Please output only the lines that run from the line containing "Please spot the man in blue" through the end of the material below, exactly.
--- begin ---
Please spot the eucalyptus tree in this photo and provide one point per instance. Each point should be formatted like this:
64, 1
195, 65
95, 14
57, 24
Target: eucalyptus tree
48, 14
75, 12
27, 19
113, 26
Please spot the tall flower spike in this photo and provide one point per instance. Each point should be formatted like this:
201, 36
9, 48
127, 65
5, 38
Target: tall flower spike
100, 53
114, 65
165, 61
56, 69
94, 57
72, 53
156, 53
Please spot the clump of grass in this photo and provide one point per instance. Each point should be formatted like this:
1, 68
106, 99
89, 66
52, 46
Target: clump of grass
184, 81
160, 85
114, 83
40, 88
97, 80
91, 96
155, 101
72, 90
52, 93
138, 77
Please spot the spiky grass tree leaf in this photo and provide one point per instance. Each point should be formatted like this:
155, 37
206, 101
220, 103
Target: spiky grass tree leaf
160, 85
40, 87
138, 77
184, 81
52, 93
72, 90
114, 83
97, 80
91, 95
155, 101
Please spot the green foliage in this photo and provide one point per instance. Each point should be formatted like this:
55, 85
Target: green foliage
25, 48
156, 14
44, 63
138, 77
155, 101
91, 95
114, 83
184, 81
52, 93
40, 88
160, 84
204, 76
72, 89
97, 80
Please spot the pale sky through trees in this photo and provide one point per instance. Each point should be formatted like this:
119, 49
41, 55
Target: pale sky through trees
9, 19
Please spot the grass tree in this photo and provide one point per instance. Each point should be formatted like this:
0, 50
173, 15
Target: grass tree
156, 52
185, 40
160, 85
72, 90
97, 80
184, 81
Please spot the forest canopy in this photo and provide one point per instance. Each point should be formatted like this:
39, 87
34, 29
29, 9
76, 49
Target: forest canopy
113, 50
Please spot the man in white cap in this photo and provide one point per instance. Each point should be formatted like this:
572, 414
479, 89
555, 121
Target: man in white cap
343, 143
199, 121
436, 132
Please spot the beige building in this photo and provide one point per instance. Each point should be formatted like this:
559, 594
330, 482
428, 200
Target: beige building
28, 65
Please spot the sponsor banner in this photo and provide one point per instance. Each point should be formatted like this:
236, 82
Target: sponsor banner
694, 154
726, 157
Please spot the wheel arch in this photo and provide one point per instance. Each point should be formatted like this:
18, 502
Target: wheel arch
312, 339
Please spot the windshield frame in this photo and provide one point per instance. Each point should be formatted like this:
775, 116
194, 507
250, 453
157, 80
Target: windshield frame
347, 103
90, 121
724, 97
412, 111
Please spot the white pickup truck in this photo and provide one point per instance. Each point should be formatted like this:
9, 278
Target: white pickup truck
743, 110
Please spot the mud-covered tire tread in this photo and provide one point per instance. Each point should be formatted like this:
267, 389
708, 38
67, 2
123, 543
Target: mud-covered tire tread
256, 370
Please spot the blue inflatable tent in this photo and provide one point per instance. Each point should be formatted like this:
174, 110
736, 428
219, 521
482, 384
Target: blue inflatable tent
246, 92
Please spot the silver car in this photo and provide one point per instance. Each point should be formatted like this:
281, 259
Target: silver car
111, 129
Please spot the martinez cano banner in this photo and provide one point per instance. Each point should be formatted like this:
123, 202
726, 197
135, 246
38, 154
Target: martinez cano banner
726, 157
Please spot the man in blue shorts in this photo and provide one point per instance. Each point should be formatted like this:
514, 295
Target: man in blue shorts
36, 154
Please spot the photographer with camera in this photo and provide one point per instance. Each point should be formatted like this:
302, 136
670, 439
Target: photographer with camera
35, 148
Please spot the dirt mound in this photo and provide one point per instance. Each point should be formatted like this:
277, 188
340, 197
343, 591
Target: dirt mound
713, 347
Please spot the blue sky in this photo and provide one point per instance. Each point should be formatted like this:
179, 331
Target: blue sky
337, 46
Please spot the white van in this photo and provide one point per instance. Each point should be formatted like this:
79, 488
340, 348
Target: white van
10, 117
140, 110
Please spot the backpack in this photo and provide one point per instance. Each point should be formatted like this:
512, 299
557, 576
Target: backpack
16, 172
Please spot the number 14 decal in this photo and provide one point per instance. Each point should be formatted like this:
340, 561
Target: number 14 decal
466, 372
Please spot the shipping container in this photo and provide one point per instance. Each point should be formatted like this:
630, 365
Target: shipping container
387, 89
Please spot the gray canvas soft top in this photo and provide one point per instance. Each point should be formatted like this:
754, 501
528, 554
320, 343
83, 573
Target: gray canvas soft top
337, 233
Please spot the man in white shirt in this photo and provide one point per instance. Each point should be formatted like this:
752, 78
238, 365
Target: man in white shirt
--- end ---
* _Output for this task_
Please spot the man in blue shorts in this photo and provide one point per instance. Each point should be formatted like this:
514, 295
Target: man in blue shorts
36, 154
Please spot the photographer with camera in this photo and provide one point per instance. Each point should be formatted like this:
302, 136
670, 439
Target: photographer with camera
35, 148
Please spot the dirt mound in this photo and provide one point per instance. Each point should be formatted like this:
277, 188
340, 197
343, 591
Target: dirt mound
713, 347
Please spot the blue sky in this photo and provide one point per instance. Each point should be formatted like this:
179, 331
Target: blue sky
337, 46
Please spot the white van in this photo and provide one point per instance. Each point should be formatted like this:
79, 488
340, 348
Target: white van
10, 117
140, 110
Please spot the backpack in this photo and provide one point per instance. Each point should be formatted like this:
512, 299
557, 576
Target: backpack
16, 172
Please spot the number 14 decal in this photo and provide one point per instance. Each point should be formatted like this:
340, 561
Target: number 14 decal
466, 372
Please spot the shipping container in this photo and provide one point per instance. Each point should be formatted like this:
630, 365
Target: shipping container
387, 89
Please spot the gray canvas soft top in this photo and provide one point per instance. Each point should be formatted like this:
754, 501
528, 554
320, 343
83, 573
Target: gray canvas soft top
337, 233
Please spot the man in white shirt in this photo and provide one point per instance. Each point should be formatted like this:
752, 78
238, 365
Target: man in white shirt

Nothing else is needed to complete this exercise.